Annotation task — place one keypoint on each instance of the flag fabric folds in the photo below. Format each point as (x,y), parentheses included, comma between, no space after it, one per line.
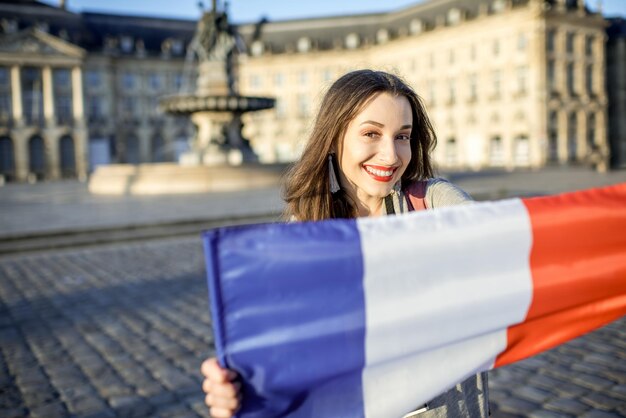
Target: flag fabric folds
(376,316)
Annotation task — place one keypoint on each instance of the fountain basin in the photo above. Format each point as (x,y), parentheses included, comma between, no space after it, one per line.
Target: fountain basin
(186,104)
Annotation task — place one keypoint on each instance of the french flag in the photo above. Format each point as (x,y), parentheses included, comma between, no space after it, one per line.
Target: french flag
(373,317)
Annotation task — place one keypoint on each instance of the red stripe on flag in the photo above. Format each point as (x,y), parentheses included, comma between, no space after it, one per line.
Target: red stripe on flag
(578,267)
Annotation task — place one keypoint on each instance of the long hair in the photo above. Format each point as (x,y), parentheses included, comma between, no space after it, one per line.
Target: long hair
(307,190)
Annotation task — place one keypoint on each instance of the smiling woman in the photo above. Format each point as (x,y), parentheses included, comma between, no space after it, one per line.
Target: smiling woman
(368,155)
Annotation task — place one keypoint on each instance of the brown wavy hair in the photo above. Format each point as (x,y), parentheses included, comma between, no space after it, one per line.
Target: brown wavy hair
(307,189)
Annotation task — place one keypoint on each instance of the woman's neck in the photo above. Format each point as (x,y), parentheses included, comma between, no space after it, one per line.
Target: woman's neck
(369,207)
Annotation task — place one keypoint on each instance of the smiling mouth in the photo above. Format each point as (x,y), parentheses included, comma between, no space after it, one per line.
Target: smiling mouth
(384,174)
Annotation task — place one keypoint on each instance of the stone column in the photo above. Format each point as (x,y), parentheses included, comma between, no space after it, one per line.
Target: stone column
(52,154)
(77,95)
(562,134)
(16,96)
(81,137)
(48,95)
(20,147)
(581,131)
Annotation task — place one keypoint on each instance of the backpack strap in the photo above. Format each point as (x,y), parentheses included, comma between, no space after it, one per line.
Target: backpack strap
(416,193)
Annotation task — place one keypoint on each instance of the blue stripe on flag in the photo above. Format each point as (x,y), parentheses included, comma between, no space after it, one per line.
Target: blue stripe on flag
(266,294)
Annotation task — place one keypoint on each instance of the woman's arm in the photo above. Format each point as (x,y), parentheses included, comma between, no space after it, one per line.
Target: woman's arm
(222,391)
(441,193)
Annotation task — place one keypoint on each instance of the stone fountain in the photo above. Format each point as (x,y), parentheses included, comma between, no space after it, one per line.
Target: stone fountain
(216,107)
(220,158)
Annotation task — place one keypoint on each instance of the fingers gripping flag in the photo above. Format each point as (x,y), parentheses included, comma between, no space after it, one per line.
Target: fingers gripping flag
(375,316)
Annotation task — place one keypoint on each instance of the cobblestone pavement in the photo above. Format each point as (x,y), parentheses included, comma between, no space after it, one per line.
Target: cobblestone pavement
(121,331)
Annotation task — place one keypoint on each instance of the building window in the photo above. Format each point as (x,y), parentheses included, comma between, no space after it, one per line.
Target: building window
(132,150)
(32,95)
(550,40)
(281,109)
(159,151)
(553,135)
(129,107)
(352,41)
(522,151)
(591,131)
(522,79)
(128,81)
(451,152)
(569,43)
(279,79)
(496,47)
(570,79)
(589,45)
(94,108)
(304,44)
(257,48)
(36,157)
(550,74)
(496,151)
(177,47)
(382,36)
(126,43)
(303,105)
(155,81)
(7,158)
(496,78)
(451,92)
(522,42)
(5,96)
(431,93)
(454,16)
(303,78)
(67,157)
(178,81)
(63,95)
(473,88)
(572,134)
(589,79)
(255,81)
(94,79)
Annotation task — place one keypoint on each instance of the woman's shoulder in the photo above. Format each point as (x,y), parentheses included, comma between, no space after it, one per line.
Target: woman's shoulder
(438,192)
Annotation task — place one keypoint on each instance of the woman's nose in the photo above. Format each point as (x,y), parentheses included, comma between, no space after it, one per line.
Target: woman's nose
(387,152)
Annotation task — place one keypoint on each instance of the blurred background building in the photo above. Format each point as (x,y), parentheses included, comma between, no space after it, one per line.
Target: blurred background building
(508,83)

* * *

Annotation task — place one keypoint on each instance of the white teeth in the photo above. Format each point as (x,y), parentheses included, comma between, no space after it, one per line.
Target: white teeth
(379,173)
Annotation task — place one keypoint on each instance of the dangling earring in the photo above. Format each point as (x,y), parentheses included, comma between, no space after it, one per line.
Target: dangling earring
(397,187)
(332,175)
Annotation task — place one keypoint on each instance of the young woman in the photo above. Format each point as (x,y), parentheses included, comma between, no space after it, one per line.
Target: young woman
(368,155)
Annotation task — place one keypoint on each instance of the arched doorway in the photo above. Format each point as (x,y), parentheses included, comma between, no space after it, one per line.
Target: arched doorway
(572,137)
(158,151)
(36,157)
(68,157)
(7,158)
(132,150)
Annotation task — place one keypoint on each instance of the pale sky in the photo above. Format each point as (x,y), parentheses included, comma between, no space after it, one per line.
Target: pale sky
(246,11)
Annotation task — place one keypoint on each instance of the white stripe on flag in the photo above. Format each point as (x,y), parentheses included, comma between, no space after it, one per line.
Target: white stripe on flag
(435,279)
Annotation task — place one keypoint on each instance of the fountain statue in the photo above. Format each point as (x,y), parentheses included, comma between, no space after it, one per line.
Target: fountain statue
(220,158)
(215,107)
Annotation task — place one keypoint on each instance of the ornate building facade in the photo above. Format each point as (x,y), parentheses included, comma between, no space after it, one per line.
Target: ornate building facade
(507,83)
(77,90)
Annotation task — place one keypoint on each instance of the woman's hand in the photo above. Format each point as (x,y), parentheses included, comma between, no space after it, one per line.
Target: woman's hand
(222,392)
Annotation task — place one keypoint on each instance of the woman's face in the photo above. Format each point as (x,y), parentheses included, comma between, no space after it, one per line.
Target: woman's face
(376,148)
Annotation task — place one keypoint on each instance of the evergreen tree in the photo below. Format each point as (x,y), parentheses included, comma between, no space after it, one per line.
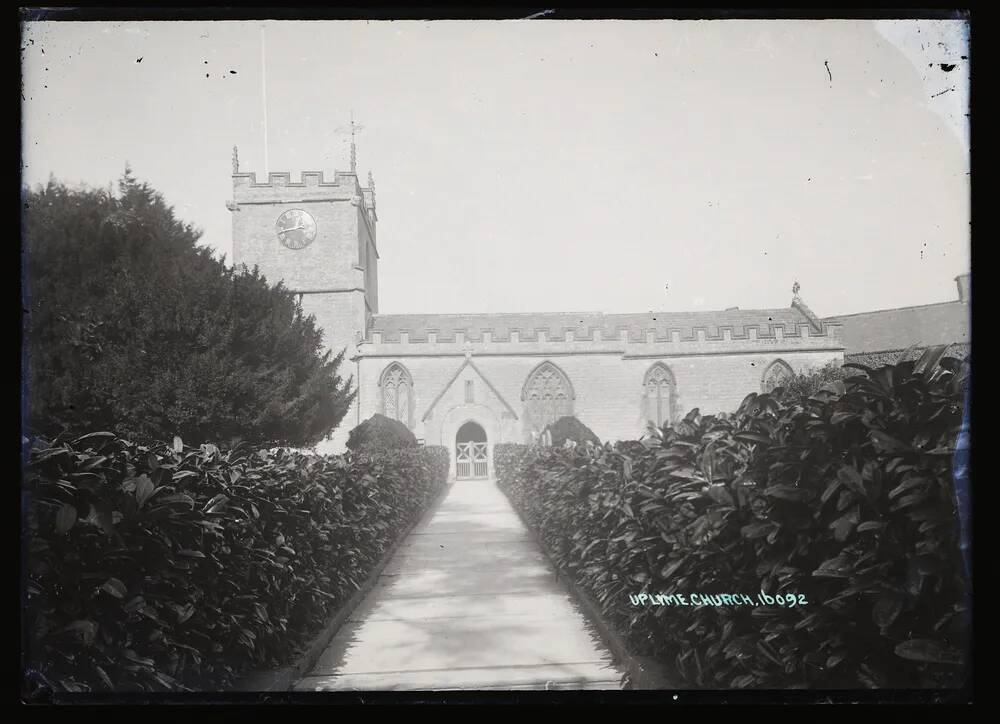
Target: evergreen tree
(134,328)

▶ **What is being asked**: Which lines of the entries above contain the word "below"? Copy each of them.

▶ **Exercise output**:
Annotation task — place one keypoint on each instance of the flag fabric folds in the photo below. Format each point as (x,y), parentheses included, comma between, no space after it, one per line.
Annotation task — place one keypoint on each instance of the evergreen tree in the photo below. Format each point as (x,y), parentheses included, comma between, no space after it, one per line.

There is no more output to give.